━━ EXCERPT
Retrieval-Augmented Generation: Knowledge Base Integration
LuWen’s RAG approach is founded on a multi-source, multi-path retrieval pipeline. Legal knowledge bases are constructed from law statutes, judicial interpretations, document templates, textbooks, case libraries, examination archives, and Q&A libraries. Each item is stored as a key-value pair, optimizing both retrieval accuracy and downstream augmentation.
Intent recognition directs queries to appropriate sources, while retrieval combines statistical (keyword matching) and semantic (vector similarity) methods, the latter enhanced by contrastive learning on statutes and case materials. Knowledge fusion mechanisms assemble relevant multi-source snippets for input to the model, increasing both factual accuracy and legal relevance.
Figure 3: Multi-source, multi-path legal knowledge retrieval process, encompassing intent recognition and hybrid retrieval.
A practical demonstration of LuWen’s retrieval in action evidences the model’s ability to synthesize case knowledge and statutory provisions for informed, context-aware responses.
Figure 4: Sample display of LuWen added to the retrieval database, highlighting integrated knowledge response.
Experimental Evaluation and Quantitative Results
LuWen was evaluated across five legal tasks—legal judgment prediction, judicial examination, text summarization, law article question answering, and judicial decision reasoning—using both prediction and generative settings. Baselines included Baichuan2-Chat, GLM2, Qwen, InternLM2, GPT-3.5, and Baichuan+SFT.
In legal judgment prediction, LuWen achieved statute prediction accuracy of 0.35 and charge prediction accuracy of 0.31, substantially outperforming all baselines. Supervised fine-tuning on targeted legal tasks is identified as the principal driver of this improvement, surpassing even GPT-3.5 and Baichuan2 models.
For generation tasks, LuWen attained legal text summarization scores of 71.6, compared to Baichuan+SFT’s 47.9 and GPT-3.5’s 67.3. In law article question answering, LuWen scored 84.0, more than doubling GPT-3.5’s 38.0, and exceeding Baichuan+SFT’s 44.0. Judicial decision reasoning reached 53.7 for LuWen, with clear dominance over baselines.
━━━━
━━ PROVIDED RECORDS
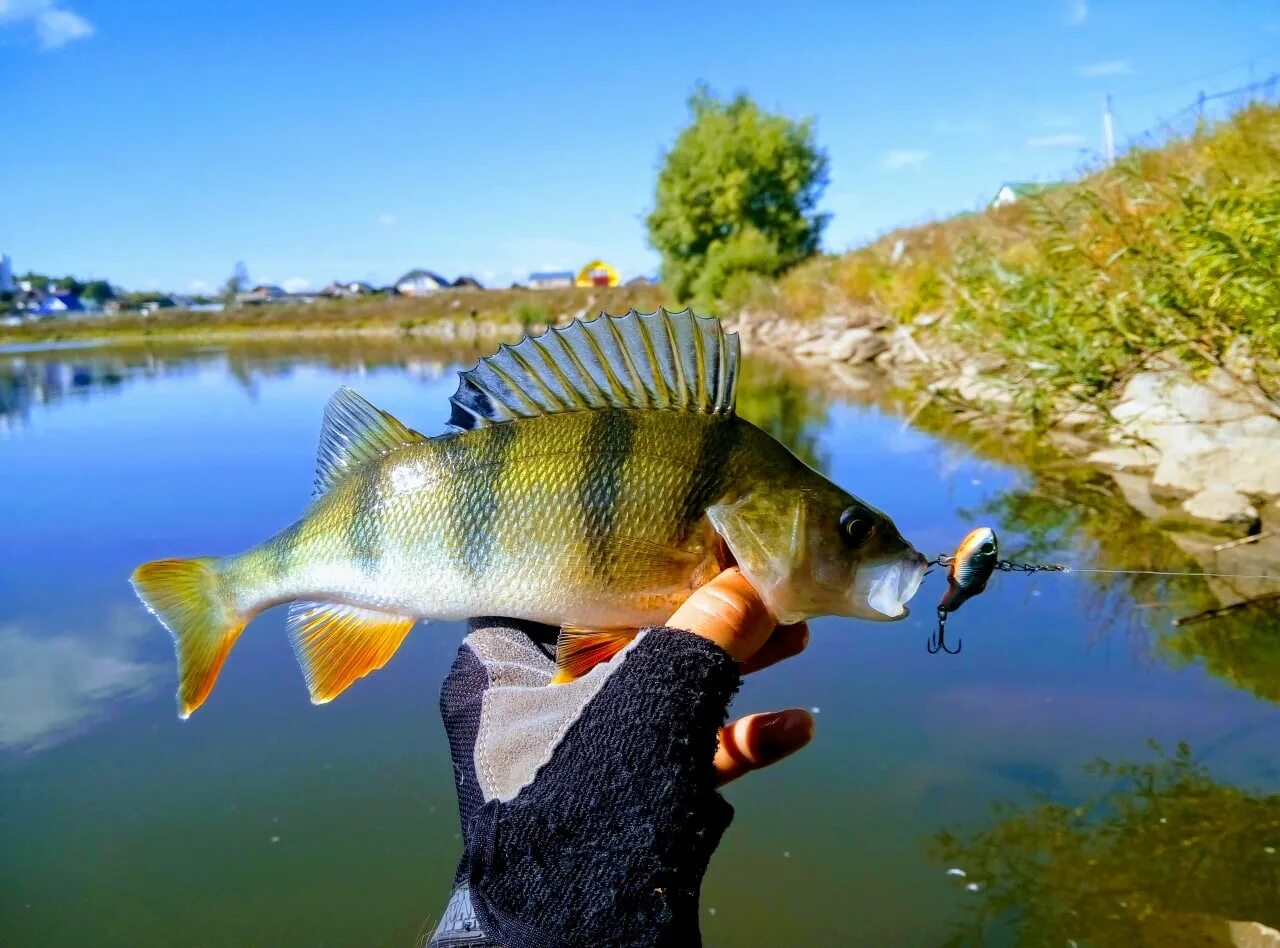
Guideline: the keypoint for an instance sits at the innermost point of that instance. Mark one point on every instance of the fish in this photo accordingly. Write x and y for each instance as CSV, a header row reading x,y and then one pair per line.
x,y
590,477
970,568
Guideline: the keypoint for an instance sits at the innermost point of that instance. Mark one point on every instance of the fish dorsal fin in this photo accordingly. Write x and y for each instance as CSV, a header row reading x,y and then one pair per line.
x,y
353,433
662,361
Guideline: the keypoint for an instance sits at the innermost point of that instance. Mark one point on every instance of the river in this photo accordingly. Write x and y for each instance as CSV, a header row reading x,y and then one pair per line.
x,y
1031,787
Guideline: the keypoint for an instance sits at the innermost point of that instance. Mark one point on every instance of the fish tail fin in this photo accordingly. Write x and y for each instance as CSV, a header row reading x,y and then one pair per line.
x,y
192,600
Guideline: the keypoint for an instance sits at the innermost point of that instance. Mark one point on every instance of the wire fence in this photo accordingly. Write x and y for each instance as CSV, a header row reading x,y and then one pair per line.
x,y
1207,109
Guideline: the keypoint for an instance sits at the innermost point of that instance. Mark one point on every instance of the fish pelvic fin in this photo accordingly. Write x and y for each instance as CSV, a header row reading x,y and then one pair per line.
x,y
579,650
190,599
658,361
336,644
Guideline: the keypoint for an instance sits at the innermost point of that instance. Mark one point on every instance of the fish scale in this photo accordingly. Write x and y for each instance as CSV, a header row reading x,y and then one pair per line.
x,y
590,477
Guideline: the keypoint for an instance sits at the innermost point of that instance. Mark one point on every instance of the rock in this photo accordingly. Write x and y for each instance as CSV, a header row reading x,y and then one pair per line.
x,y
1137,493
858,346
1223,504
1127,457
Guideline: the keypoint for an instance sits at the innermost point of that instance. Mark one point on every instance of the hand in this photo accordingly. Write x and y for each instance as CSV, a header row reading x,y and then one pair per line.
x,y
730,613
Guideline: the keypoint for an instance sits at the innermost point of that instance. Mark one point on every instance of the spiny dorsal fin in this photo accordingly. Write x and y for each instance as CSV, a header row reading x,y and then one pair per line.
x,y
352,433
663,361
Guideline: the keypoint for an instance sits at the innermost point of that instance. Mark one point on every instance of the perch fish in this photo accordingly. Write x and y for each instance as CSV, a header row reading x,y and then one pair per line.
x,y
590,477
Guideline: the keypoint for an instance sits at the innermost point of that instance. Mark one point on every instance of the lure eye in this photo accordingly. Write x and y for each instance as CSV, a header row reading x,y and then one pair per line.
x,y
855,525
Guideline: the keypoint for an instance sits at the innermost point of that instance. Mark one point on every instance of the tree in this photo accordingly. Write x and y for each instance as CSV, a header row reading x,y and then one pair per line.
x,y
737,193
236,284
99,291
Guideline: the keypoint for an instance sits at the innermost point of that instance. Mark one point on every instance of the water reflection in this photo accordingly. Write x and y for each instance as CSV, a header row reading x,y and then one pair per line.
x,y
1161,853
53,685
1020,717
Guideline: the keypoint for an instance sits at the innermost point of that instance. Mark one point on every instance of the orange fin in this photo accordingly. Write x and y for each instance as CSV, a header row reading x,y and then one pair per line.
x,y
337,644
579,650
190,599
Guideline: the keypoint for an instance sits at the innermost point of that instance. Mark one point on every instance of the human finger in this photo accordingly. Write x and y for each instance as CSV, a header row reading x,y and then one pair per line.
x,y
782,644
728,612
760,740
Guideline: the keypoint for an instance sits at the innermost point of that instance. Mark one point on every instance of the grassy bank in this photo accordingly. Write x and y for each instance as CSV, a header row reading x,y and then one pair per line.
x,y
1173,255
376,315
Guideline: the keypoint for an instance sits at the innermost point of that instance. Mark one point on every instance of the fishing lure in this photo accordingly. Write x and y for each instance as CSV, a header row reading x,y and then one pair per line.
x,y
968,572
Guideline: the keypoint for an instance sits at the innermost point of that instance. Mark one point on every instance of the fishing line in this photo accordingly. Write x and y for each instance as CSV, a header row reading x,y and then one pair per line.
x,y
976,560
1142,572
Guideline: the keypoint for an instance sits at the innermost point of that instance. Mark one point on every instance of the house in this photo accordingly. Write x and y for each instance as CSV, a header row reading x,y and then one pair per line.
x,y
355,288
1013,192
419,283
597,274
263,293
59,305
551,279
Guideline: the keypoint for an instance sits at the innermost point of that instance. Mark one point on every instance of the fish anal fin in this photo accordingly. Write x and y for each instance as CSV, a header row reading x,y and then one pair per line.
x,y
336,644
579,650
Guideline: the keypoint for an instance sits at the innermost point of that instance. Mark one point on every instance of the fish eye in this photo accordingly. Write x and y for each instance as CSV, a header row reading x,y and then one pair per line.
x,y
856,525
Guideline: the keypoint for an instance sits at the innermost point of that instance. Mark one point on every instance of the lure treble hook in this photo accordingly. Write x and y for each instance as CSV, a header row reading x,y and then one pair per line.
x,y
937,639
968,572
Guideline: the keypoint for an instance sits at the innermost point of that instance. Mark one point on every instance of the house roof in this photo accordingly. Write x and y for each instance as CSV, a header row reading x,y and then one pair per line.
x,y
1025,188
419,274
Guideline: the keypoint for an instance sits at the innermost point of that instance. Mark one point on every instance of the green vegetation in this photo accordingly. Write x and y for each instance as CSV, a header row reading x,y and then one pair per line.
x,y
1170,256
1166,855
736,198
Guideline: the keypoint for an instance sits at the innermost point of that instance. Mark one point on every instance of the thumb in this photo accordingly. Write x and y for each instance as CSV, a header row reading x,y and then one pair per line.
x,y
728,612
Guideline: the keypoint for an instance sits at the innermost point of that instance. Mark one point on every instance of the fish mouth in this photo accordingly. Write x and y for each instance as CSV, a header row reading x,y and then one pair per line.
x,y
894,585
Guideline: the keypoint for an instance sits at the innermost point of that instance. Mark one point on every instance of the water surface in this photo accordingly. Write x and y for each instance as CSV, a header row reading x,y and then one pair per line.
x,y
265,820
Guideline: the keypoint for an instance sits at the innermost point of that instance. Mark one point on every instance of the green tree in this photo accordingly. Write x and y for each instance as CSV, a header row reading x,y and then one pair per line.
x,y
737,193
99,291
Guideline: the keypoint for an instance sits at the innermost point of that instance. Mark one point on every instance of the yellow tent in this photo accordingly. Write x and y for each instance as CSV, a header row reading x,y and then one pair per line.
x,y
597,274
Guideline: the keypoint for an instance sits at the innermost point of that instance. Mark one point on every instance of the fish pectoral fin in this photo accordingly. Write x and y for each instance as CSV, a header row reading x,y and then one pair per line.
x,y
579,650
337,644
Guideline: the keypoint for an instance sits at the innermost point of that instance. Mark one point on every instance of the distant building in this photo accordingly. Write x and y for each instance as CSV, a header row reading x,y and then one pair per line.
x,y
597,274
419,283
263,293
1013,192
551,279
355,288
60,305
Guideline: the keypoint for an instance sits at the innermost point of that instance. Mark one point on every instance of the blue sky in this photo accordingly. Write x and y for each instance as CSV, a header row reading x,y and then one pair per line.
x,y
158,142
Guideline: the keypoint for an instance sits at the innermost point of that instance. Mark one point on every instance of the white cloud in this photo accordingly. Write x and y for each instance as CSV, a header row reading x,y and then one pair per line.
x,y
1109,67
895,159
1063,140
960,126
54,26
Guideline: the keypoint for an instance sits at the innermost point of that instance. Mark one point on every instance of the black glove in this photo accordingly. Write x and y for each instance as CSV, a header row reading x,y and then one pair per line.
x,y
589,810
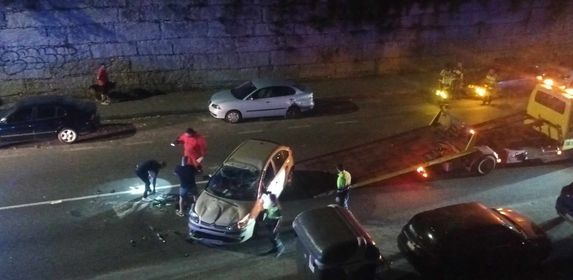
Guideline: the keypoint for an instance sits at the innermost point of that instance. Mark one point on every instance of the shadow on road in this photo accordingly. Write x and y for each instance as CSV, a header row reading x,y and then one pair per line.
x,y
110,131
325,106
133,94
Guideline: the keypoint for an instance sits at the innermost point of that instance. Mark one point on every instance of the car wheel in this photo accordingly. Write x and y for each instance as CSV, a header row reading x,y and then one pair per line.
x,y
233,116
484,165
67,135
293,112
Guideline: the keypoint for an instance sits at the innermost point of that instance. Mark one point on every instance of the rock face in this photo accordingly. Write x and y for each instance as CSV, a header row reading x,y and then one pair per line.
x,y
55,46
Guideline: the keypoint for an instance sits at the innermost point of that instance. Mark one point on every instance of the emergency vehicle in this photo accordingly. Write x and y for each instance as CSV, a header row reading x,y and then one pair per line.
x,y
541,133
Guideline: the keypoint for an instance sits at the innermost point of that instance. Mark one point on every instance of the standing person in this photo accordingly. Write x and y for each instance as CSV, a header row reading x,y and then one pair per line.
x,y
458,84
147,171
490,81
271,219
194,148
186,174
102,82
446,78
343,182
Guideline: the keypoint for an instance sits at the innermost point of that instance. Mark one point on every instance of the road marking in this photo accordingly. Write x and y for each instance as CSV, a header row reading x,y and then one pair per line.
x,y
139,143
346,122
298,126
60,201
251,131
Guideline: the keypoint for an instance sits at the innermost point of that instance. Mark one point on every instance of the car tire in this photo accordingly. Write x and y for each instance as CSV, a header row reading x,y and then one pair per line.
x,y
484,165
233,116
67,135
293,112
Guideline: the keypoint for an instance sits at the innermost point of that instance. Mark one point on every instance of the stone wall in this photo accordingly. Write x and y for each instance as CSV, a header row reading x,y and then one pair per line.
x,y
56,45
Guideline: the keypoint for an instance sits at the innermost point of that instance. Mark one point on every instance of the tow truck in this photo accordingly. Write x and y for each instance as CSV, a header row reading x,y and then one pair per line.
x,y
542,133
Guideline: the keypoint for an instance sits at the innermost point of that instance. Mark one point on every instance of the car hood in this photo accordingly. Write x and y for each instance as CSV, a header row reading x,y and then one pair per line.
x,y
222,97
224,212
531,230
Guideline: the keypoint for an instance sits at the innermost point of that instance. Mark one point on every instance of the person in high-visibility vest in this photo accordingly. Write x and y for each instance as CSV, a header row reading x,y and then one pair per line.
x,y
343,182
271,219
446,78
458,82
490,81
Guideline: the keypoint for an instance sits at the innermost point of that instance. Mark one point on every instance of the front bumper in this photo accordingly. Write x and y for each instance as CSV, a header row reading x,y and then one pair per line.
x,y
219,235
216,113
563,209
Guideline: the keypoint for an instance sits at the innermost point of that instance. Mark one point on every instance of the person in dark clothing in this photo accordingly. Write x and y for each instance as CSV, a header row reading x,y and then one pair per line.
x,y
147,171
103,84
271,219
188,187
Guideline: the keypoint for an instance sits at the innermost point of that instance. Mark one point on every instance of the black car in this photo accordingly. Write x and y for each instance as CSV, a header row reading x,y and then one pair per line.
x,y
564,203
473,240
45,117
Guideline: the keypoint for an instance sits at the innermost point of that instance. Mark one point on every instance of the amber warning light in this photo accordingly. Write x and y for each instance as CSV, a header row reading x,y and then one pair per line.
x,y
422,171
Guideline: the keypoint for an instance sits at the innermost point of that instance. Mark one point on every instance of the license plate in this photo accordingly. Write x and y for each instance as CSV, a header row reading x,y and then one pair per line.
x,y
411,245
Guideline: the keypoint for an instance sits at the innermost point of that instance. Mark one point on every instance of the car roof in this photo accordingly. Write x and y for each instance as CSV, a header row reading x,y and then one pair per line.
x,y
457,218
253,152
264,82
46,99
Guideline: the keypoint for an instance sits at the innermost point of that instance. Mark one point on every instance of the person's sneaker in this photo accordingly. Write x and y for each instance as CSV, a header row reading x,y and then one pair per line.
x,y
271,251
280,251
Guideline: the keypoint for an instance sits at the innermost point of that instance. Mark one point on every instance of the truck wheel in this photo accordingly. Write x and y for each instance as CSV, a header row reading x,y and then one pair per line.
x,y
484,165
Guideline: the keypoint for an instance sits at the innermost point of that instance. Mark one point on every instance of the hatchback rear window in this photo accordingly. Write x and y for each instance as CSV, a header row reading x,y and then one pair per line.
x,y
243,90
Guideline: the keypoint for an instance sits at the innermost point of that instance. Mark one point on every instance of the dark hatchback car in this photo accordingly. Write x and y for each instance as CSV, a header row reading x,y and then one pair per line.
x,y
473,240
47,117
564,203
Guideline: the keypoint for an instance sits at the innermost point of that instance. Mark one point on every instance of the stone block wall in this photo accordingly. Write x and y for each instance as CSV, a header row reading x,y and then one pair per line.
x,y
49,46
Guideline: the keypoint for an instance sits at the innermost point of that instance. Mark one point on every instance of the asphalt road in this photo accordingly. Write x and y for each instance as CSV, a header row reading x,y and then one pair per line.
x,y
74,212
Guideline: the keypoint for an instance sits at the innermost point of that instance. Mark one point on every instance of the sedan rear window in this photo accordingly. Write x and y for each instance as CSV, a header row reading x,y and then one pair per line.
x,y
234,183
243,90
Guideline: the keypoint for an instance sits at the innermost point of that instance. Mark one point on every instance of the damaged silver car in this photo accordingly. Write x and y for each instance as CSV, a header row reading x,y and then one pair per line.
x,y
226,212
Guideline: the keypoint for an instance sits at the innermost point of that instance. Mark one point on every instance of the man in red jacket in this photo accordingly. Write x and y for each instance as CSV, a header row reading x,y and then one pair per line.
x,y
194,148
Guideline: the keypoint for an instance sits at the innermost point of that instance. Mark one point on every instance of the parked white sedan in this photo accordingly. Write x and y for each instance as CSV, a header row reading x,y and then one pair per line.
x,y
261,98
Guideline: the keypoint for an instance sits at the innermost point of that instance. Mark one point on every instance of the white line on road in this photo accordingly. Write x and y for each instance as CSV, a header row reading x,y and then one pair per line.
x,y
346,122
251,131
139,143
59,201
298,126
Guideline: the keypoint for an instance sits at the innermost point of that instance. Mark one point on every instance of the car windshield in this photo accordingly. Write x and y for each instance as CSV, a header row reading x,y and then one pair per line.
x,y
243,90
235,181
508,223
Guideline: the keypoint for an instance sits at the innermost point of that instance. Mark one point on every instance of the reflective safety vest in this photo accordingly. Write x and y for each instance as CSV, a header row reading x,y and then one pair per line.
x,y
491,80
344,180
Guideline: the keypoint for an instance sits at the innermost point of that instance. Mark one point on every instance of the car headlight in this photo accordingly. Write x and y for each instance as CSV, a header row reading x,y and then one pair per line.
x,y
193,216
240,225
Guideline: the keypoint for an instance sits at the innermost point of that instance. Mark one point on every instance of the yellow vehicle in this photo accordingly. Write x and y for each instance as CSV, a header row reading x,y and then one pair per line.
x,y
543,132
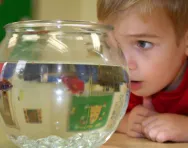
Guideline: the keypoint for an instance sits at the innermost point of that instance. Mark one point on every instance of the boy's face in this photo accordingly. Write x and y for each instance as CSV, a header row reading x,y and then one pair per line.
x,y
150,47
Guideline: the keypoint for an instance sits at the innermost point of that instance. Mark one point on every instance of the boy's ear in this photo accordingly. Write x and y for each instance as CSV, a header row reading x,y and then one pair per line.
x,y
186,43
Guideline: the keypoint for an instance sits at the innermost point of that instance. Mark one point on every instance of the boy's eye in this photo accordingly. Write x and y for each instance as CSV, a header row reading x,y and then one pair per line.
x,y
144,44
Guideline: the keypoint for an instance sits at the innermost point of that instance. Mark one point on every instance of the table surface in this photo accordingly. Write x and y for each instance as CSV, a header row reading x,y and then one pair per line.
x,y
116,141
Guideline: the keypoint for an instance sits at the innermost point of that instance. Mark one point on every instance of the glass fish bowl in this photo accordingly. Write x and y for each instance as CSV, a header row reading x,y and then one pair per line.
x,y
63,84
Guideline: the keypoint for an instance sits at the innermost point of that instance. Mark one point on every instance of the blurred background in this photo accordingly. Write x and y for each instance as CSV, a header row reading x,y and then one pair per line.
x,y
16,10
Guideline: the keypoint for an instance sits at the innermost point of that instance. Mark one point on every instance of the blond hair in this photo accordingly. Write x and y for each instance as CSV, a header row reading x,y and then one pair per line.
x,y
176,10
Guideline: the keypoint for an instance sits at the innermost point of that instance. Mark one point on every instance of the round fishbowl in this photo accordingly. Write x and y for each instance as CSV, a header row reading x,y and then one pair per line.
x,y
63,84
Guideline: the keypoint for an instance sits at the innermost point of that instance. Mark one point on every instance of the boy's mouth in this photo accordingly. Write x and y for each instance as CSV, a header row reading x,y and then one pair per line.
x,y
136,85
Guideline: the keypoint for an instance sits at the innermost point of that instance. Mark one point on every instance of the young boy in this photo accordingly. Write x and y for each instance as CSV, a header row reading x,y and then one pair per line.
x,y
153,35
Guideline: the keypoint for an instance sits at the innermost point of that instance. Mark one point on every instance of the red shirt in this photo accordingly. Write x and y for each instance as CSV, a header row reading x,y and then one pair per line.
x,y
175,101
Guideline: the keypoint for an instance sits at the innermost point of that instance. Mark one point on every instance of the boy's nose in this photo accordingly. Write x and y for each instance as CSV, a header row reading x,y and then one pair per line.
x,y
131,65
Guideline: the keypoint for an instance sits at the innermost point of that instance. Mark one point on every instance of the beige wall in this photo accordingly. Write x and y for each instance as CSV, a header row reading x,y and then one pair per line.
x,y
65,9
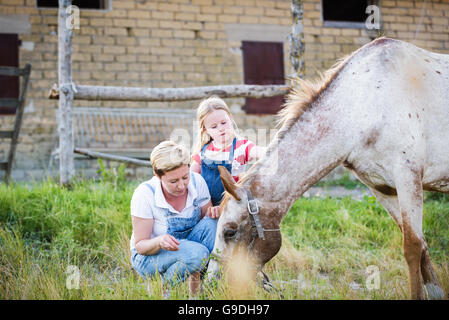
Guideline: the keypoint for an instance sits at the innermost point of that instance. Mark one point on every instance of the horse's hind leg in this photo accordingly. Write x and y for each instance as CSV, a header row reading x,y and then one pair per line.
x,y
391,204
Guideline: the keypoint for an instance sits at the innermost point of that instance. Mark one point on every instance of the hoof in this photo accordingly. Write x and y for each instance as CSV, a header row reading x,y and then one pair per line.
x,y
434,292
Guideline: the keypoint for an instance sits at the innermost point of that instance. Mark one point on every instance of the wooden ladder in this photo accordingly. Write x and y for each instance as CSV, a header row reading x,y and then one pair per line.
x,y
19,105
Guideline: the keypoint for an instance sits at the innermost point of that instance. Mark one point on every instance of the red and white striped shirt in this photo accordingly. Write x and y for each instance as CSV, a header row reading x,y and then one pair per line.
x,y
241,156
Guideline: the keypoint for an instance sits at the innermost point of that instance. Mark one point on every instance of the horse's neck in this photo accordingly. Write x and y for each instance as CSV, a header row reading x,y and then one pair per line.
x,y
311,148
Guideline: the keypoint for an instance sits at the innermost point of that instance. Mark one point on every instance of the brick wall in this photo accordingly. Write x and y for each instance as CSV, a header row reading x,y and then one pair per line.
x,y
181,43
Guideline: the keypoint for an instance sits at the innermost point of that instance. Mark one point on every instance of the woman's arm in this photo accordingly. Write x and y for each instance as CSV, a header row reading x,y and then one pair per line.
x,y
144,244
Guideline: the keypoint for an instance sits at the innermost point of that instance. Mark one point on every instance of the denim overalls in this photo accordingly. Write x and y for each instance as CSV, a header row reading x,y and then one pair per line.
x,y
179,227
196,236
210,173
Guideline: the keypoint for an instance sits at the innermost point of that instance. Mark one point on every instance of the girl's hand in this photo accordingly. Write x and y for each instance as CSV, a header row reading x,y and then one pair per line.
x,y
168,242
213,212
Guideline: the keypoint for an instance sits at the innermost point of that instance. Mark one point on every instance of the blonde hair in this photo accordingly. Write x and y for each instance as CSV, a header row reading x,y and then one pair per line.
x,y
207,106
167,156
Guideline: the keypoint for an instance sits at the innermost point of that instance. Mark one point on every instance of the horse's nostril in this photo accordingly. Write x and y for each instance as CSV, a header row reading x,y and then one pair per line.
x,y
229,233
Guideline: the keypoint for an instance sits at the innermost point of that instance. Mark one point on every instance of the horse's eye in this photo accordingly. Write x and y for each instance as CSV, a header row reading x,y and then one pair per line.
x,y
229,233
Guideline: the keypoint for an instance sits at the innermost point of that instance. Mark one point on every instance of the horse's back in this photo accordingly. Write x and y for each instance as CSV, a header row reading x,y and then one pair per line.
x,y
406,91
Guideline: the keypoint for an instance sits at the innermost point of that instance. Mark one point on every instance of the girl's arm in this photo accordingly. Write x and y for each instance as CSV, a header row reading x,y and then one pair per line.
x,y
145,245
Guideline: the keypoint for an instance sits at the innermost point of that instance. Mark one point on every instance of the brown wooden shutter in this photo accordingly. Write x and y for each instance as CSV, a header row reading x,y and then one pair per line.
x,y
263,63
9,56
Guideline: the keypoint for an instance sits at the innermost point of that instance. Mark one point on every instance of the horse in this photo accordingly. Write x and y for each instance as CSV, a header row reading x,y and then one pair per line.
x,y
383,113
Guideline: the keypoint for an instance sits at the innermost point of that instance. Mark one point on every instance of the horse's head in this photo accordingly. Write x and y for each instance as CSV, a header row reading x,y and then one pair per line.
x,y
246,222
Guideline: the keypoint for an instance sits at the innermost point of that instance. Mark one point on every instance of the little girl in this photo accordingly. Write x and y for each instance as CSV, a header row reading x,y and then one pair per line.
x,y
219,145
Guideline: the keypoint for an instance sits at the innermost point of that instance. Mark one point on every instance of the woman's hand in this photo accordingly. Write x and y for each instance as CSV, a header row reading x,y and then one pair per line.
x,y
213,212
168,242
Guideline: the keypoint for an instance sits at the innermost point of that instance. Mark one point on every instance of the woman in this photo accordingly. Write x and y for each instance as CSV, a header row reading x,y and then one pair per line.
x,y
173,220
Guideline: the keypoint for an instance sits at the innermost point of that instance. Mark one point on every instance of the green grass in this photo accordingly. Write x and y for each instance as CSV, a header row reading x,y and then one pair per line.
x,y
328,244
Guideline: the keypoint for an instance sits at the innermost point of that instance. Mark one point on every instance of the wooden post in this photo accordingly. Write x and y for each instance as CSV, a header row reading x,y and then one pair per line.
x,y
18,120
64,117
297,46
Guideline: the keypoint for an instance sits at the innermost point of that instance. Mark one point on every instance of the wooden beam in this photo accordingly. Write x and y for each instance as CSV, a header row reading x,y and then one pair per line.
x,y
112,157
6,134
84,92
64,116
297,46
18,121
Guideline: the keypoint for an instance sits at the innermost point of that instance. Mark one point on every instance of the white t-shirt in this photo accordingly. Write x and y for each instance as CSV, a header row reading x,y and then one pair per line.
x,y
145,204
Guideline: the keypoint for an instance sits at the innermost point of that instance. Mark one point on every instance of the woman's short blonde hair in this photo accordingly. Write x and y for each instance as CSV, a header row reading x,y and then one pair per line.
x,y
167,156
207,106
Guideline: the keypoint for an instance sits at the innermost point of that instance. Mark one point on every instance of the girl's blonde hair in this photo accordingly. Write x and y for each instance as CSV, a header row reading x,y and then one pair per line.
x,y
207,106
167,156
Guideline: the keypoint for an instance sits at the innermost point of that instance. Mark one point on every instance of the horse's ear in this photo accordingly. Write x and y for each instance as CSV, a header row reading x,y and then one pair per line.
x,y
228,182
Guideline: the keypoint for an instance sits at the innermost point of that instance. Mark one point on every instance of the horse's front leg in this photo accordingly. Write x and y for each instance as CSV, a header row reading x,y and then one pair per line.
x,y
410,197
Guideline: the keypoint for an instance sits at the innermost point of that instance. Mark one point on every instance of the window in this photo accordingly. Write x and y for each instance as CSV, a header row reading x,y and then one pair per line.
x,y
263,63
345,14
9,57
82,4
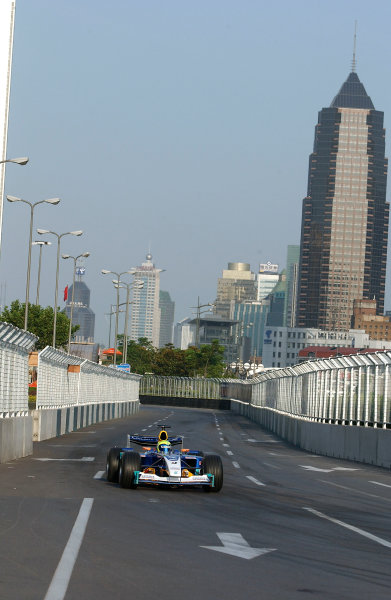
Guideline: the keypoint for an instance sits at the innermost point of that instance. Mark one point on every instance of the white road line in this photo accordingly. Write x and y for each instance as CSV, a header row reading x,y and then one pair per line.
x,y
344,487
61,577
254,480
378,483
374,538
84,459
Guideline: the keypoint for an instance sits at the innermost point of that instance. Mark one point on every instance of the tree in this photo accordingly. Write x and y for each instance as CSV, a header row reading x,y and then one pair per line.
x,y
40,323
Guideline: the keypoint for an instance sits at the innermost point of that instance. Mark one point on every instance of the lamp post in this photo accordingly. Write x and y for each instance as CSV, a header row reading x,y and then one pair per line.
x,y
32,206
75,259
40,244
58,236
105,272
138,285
━━━━
▸ **REQUIRED TASKS**:
**a)** Translate the sentence "Each item is stored as a key-value pair, optimizing both retrieval accuracy and downstream augmentation." from the LuWen excerpt into Spanish.
**b)** Duplicate the portion of the LuWen excerpt between "Intent recognition directs" and "and hybrid retrieval.", inclusive.

▸ **ANSWERS GIVEN**:
**a)** Cada elemento se almacena como un par clave-valor, lo que optimiza tanto la precisión de la recuperación como la aumentación posterior.

**b)**
Intent recognition directs queries to appropriate sources, while retrieval combines statistical (keyword matching) and semantic (vector similarity) methods, the latter enhanced by contrastive learning on statutes and case materials. Knowledge fusion mechanisms assemble relevant multi-source snippets for input to the model, increasing both factual accuracy and legal relevance.
Figure 3: Multi-source, multi-path legal knowledge retrieval process, encompassing intent recognition and hybrid retrieval.